Stored items:
******
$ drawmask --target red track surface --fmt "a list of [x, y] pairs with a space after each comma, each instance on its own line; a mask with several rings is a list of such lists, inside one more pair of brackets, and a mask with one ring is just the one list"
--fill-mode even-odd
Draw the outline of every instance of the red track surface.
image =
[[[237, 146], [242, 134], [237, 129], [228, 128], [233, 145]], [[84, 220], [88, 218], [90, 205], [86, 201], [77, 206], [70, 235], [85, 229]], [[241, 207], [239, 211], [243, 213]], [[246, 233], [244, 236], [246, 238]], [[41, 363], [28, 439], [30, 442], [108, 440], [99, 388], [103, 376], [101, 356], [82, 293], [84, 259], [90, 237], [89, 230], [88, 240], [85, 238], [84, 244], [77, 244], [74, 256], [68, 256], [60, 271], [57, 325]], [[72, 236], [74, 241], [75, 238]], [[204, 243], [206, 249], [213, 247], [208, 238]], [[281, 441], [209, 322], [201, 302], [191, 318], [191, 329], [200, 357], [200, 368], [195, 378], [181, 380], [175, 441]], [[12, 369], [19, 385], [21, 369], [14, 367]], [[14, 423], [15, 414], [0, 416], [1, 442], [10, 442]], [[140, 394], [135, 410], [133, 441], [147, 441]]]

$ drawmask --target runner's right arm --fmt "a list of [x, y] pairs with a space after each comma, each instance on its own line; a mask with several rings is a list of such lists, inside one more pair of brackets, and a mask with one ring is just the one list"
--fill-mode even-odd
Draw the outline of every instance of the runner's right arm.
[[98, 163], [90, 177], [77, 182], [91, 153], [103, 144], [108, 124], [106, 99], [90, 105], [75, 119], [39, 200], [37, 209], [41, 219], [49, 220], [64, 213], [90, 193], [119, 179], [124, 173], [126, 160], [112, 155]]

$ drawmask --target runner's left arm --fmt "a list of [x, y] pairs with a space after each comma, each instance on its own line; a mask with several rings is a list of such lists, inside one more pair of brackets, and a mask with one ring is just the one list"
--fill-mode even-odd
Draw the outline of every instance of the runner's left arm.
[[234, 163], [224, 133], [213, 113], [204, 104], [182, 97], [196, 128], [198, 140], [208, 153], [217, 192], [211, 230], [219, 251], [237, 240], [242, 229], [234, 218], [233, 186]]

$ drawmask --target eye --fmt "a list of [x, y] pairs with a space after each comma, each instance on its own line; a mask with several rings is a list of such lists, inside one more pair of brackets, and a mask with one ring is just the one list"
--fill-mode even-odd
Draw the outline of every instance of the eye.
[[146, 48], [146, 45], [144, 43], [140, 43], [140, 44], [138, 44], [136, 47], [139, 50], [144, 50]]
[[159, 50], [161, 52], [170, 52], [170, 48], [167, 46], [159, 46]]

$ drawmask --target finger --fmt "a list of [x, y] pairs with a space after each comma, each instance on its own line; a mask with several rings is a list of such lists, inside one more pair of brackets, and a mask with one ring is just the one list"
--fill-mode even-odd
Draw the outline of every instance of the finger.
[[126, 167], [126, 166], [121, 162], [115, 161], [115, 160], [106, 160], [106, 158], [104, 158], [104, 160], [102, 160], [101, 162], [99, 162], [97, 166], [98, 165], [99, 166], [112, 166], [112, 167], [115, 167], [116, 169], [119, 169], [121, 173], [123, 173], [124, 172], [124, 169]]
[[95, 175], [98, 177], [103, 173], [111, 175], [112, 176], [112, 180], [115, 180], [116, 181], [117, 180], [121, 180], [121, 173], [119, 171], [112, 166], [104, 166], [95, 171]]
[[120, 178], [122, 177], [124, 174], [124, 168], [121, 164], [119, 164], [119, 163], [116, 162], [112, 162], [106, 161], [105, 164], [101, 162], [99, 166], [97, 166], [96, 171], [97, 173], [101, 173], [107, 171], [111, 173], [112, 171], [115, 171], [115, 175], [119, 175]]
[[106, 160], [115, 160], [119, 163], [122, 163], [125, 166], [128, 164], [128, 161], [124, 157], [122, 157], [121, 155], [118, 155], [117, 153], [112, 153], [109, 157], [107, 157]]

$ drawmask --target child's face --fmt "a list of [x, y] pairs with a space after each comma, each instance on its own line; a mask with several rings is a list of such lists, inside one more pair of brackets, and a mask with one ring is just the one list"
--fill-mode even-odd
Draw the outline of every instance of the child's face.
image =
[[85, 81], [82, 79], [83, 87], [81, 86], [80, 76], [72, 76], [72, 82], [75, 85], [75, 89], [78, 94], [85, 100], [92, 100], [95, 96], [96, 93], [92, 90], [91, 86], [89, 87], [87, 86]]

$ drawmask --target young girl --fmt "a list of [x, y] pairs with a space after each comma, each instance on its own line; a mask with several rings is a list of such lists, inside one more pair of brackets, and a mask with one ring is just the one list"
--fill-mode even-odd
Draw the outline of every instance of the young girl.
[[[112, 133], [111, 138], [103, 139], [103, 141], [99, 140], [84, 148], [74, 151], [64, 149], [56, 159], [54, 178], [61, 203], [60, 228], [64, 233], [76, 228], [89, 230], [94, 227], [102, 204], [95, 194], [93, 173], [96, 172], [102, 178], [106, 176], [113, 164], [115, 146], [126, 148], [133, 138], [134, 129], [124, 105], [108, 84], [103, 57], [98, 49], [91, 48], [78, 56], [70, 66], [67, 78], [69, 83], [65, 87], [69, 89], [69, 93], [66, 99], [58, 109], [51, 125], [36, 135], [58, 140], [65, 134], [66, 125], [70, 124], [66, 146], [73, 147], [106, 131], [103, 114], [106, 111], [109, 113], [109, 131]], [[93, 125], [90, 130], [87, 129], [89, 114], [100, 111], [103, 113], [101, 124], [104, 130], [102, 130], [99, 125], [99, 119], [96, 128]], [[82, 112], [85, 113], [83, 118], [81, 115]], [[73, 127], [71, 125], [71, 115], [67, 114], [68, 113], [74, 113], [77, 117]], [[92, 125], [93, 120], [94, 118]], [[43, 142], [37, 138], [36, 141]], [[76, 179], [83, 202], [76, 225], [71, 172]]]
******
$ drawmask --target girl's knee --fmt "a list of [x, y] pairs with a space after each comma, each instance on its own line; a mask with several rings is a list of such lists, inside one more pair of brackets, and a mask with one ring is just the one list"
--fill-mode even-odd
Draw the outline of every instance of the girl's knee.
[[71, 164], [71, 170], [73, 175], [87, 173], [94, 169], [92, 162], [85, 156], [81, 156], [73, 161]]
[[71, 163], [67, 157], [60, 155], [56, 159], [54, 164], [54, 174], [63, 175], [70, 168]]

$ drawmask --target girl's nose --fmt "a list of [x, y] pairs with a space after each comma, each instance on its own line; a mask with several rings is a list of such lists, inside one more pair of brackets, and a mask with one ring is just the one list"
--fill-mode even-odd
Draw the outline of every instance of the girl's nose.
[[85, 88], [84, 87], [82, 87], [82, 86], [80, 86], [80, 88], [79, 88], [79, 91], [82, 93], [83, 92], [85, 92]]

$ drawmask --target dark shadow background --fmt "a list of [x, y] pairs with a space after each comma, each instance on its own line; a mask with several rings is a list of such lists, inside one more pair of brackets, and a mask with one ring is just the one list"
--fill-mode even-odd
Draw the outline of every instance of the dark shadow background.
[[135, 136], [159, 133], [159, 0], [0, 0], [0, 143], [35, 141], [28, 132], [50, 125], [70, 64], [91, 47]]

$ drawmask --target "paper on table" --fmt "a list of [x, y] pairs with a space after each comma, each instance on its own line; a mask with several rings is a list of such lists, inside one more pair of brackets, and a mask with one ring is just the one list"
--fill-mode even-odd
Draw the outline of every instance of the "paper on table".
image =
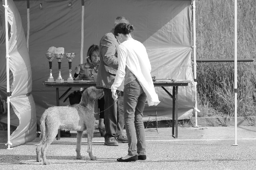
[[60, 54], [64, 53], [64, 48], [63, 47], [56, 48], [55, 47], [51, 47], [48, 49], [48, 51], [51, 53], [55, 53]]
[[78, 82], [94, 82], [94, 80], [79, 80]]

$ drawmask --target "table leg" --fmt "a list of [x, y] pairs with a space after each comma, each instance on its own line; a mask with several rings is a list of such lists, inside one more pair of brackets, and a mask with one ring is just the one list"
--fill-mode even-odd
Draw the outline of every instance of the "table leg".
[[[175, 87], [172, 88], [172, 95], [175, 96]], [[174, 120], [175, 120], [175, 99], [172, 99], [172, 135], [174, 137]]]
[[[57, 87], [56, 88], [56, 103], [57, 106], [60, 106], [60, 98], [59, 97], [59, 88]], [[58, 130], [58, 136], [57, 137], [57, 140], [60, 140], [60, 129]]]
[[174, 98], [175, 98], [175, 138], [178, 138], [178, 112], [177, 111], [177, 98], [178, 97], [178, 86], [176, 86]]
******
*Short exercise*. Print the lines of the data above exactly, from the line containing "drawmask --target dark" through the line containing "64], [91, 47]]", with both of those lines included.

*Answer to the exercise*.
$ drawmask --target dark shadow background --fmt "a list of [x, y] pairs with a space after each comma, each instance on its own line; a mask with several rings is a list of such lists, inside one more pair of brackets, and a mask with one ring is just the one list"
--fill-mode even-odd
Draw the outline of every instance of the dark shadow background.
[[135, 136], [159, 133], [159, 0], [0, 0], [0, 143], [35, 141], [28, 132], [50, 125], [70, 64], [91, 47]]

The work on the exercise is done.